YOUR OBJECTIVE
Write the material out again exactly.

## begin DATA EXTRACT

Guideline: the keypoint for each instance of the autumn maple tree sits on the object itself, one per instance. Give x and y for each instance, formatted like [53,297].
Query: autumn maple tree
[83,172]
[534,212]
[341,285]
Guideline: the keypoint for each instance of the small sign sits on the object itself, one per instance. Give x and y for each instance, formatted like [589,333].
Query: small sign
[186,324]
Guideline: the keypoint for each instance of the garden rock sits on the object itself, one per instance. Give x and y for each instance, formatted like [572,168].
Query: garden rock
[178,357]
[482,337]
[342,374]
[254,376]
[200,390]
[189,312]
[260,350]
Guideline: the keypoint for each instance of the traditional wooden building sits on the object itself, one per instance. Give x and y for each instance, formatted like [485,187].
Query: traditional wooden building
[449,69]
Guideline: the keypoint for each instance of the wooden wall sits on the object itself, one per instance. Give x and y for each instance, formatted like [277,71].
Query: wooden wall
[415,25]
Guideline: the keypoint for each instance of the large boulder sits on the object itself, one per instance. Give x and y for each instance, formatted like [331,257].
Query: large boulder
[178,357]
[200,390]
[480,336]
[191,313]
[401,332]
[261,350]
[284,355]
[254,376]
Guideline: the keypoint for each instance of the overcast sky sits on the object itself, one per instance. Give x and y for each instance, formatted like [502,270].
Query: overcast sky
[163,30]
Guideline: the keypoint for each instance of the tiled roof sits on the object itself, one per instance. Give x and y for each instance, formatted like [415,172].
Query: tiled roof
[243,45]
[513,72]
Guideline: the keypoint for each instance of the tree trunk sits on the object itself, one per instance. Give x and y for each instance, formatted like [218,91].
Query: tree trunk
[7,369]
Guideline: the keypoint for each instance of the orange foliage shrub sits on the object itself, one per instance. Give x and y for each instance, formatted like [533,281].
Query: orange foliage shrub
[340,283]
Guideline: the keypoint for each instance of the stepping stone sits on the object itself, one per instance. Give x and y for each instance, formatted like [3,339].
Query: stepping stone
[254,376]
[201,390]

## end DATA EXTRACT

ANSWER BELOW
Guideline: the keypoint for each instance of the autumn maple tree sits on the object itself, one per instance. Give x and y for each instance, formatted like [53,297].
Query: autumn maple tree
[83,172]
[534,212]
[341,285]
Guideline: the keypoint for each instance of the small sign sits on the object itself, one per instance. Give x and y for each instance, formatted like [589,333].
Query: small sign
[186,324]
Guideline: the keypoint for each instance of the garden rock sits on the object itself, one per instance. Give x and y for each instance, formatted like [572,168].
Query: garden rock
[178,357]
[482,337]
[342,374]
[254,376]
[200,390]
[189,312]
[260,350]
Guideline: the keypoint for each instance of the traditional wooden building sits on the object itself, one per instance. Give x and y for each instance, formatted like [485,187].
Query: traditional wooden building
[449,69]
Guideline: the keypoint for each instance of the wooden wall sits on the object itself, one per instance. Give x and y for each instance, formatted like [277,71].
Query: wooden wall
[415,25]
Guideline: the keypoint for each instance of the large boulder sits on the object itself, one per instance. Give x and y for each instance, formatted like [331,257].
Query: large boulder
[178,357]
[200,390]
[480,336]
[191,313]
[401,332]
[261,350]
[284,355]
[254,376]
Guideline: the keypoint for each instance of the overcast sky sits on the object itself, one per instance. Give x and y for each instance, formatted like [502,270].
Query: overcast sky
[163,30]
Guideline: the keypoint for each instance of the tiled roof sits on the object itself, one per instance. Give x and y for each instance, formatted like [415,172].
Query: tiled roof
[243,45]
[513,72]
Guideline: the keypoint for each instance of the tree trunk sits on the object itself, one per instance. Give x and y for each instance, formatted like [218,91].
Query: tree trunk
[7,369]
Guideline: the keypoint for each instance of the orange foliage shrub sits on the object itself, one per instance. Give x and y for each instance, formatted like [533,281].
Query: orange foliage shrub
[340,283]
Guideline: the keypoint for each instance of the stepping stone sits on the object itself, one per instance. Give x and y for each instance, formatted like [3,339].
Query: stepping stone
[254,376]
[201,390]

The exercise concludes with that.